Una caratteristica abbastanza unica del ‘68 è che è passato nell’immaginario collettivo come un grande momento della storia. Abbiamo vissuto all’ombra degli avvenimenti del maggio francese per mezzo secolo, con politici in attività, come Renzi o l’ex presidente francese Sarkozy, che si affannavano a esorcizzarne perfino il ricordo: “Le uniche bandiere rosse che conosco sono quelle della Ferrari”, disse Renzi. Non tutti sono d’accordo, naturalmente: lo storico inglese Niall Ferguson scrive che la vera rivoluzione inizia nel 1973 con lo shock petrolifero, i progressi dell’informatica e le scoperte sul DNA: una serie di cambiamenti simbolici che non hanno nulla a che fare con il ’68 e che sarebbero stati ben più importanti.
Resta tuttavia da capire come mai quella ribellione abbia potuto essere così generalizzata, abbia convolto un'intera generazione in tutti i continenti e nel giro di un brevissimo tempo, ma forse la risposta non è troppo difficile. Come ha scritto Luciana Castellina, all'origine di quei movimenti c’erano “le grandi sollevazioni contro la prepotenza dei forti, la guerra del Vietnam, il movimento antirazzista americano, l'ineguaglianza; e a incoraggiare il movimento degli studenti occidentali furono la rivoluzione cubana e la figura di Che Guevara, l'eroe simbolo di una sfida totale”.

[Voci del dataset]
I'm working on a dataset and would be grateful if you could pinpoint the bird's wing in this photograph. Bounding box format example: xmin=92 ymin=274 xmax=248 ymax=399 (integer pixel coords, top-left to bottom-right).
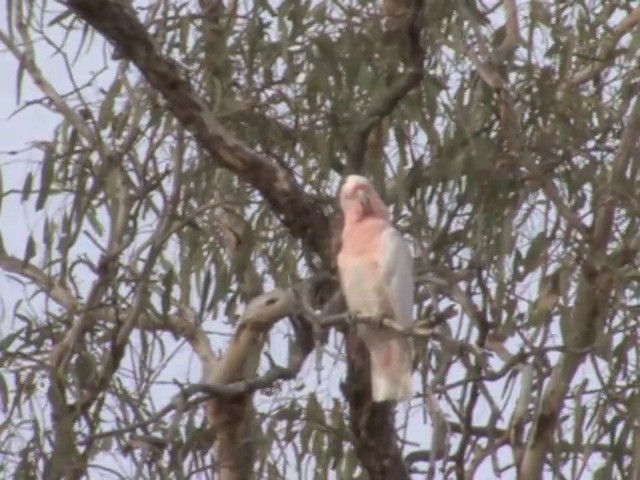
xmin=380 ymin=226 xmax=414 ymax=325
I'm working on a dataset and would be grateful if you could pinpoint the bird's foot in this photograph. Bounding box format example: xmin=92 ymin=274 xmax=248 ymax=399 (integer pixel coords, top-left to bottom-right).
xmin=372 ymin=313 xmax=384 ymax=330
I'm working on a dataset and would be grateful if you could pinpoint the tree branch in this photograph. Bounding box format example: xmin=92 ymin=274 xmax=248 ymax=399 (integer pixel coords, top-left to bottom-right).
xmin=65 ymin=0 xmax=330 ymax=265
xmin=564 ymin=8 xmax=640 ymax=88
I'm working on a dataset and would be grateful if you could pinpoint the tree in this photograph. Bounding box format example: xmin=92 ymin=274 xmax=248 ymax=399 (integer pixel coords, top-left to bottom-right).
xmin=0 ymin=0 xmax=640 ymax=479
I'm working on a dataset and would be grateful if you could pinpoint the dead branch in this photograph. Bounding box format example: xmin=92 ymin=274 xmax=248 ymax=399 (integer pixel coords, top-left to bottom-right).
xmin=66 ymin=0 xmax=330 ymax=264
xmin=349 ymin=0 xmax=425 ymax=172
xmin=563 ymin=8 xmax=640 ymax=88
xmin=518 ymin=98 xmax=640 ymax=480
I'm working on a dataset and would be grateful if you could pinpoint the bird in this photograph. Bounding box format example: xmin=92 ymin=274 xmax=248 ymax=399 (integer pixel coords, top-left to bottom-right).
xmin=336 ymin=175 xmax=414 ymax=403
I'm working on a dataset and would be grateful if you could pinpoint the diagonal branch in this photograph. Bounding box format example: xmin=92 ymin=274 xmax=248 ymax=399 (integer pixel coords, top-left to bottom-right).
xmin=518 ymin=98 xmax=640 ymax=480
xmin=564 ymin=8 xmax=640 ymax=88
xmin=60 ymin=0 xmax=330 ymax=264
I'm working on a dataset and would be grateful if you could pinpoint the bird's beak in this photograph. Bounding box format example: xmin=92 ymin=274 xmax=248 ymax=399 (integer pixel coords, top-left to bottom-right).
xmin=358 ymin=190 xmax=371 ymax=214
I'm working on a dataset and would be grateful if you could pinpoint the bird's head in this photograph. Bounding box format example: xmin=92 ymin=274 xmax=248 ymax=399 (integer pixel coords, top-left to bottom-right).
xmin=340 ymin=175 xmax=389 ymax=220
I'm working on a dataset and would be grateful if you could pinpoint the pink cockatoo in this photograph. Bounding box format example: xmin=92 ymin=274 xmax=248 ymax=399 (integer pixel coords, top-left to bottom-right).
xmin=337 ymin=175 xmax=414 ymax=402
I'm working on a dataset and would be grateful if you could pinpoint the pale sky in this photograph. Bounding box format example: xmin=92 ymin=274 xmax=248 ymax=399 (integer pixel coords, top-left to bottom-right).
xmin=0 ymin=4 xmax=620 ymax=479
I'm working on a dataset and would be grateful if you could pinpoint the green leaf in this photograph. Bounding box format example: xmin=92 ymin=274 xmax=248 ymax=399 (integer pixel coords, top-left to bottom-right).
xmin=21 ymin=172 xmax=33 ymax=203
xmin=16 ymin=62 xmax=26 ymax=105
xmin=0 ymin=168 xmax=4 ymax=211
xmin=98 ymin=79 xmax=122 ymax=130
xmin=36 ymin=143 xmax=55 ymax=211
xmin=0 ymin=374 xmax=9 ymax=413
xmin=522 ymin=232 xmax=547 ymax=275
xmin=22 ymin=235 xmax=36 ymax=267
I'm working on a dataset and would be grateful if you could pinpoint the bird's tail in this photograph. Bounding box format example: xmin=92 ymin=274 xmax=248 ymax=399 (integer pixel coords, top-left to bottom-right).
xmin=366 ymin=332 xmax=413 ymax=402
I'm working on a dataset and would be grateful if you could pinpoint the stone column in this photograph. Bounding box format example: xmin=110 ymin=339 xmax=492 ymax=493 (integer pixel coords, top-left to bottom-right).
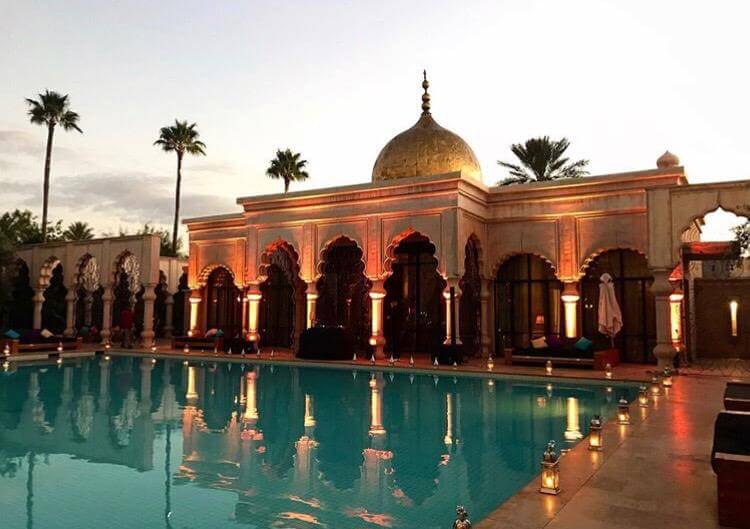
xmin=370 ymin=279 xmax=385 ymax=358
xmin=141 ymin=283 xmax=156 ymax=347
xmin=561 ymin=281 xmax=581 ymax=338
xmin=63 ymin=287 xmax=76 ymax=336
xmin=479 ymin=278 xmax=495 ymax=356
xmin=443 ymin=280 xmax=461 ymax=345
xmin=247 ymin=285 xmax=263 ymax=343
xmin=305 ymin=281 xmax=318 ymax=329
xmin=100 ymin=285 xmax=112 ymax=343
xmin=188 ymin=289 xmax=206 ymax=336
xmin=164 ymin=292 xmax=174 ymax=338
xmin=651 ymin=268 xmax=676 ymax=369
xmin=34 ymin=288 xmax=46 ymax=331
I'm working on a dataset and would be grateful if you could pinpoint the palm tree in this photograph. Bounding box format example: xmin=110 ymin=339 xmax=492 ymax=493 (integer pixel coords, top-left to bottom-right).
xmin=266 ymin=149 xmax=310 ymax=193
xmin=497 ymin=136 xmax=589 ymax=186
xmin=26 ymin=90 xmax=83 ymax=242
xmin=154 ymin=119 xmax=206 ymax=254
xmin=63 ymin=221 xmax=94 ymax=241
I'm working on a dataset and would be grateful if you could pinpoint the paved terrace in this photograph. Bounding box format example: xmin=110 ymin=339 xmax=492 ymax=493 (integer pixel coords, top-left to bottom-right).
xmin=7 ymin=346 xmax=750 ymax=529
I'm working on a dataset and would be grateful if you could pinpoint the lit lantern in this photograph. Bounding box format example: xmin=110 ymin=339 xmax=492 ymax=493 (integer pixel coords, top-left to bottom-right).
xmin=649 ymin=377 xmax=661 ymax=397
xmin=638 ymin=386 xmax=648 ymax=408
xmin=617 ymin=398 xmax=630 ymax=424
xmin=661 ymin=367 xmax=672 ymax=388
xmin=539 ymin=441 xmax=560 ymax=494
xmin=589 ymin=415 xmax=604 ymax=452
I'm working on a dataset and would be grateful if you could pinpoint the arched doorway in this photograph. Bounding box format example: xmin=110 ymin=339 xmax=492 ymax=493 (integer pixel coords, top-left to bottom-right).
xmin=258 ymin=245 xmax=305 ymax=347
xmin=384 ymin=232 xmax=446 ymax=356
xmin=315 ymin=237 xmax=372 ymax=350
xmin=459 ymin=236 xmax=482 ymax=356
xmin=581 ymin=249 xmax=656 ymax=362
xmin=206 ymin=266 xmax=242 ymax=338
xmin=495 ymin=254 xmax=565 ymax=354
xmin=42 ymin=262 xmax=68 ymax=334
xmin=6 ymin=259 xmax=34 ymax=330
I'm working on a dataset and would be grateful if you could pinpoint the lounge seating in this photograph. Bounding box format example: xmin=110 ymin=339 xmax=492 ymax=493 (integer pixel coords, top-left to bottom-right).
xmin=711 ymin=411 xmax=750 ymax=528
xmin=504 ymin=338 xmax=620 ymax=371
xmin=0 ymin=336 xmax=83 ymax=355
xmin=724 ymin=382 xmax=750 ymax=412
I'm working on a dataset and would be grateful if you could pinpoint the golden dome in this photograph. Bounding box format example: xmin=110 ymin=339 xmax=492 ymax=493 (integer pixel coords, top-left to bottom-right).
xmin=372 ymin=74 xmax=482 ymax=182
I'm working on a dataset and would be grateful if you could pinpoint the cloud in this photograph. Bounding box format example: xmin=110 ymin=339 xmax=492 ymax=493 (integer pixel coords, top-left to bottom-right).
xmin=0 ymin=171 xmax=237 ymax=225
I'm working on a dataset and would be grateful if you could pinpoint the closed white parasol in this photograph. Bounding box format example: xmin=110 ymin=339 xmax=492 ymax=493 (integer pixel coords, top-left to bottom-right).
xmin=599 ymin=272 xmax=622 ymax=347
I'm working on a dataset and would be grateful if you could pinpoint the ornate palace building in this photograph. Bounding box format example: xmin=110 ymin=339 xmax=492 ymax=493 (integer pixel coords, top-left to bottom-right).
xmin=185 ymin=76 xmax=750 ymax=364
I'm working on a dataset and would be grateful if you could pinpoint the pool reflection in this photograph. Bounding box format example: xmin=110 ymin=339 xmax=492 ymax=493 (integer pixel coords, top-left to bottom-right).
xmin=0 ymin=357 xmax=636 ymax=529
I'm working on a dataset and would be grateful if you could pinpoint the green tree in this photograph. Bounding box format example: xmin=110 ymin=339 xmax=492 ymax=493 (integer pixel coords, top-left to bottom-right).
xmin=266 ymin=149 xmax=310 ymax=193
xmin=497 ymin=136 xmax=589 ymax=185
xmin=26 ymin=90 xmax=83 ymax=242
xmin=154 ymin=119 xmax=206 ymax=254
xmin=62 ymin=221 xmax=94 ymax=241
xmin=0 ymin=209 xmax=62 ymax=246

• [Dettagli del problema]: Modifica il testo sul Sessantotto nel tratto che va da "Una caratteristica abbastanza" fino a "ben più importanti.", mettendo "cinquant'anni" al posto di "mezzo secolo".

• [Soluzione dell'esercizio]:
Una caratteristica abbastanza unica del ‘68 è che è passato nell’immaginario collettivo come un grande momento della storia. Abbiamo vissuto all’ombra degli avvenimenti del maggio francese per cinquant'anni, con politici in attività, come Renzi o l’ex presidente francese Sarkozy, che si affannavano a esorcizzarne perfino il ricordo: “Le uniche bandiere rosse che conosco sono quelle della Ferrari”, disse Renzi. Non tutti sono d’accordo, naturalmente: lo storico inglese Niall Ferguson scrive che la vera rivoluzione inizia nel 1973 con lo shock petrolifero, i progressi dell’informatica e le scoperte sul DNA: una serie di cambiamenti simbolici che non hanno nulla a che fare con il ’68 e che sarebbero stati ben più importanti.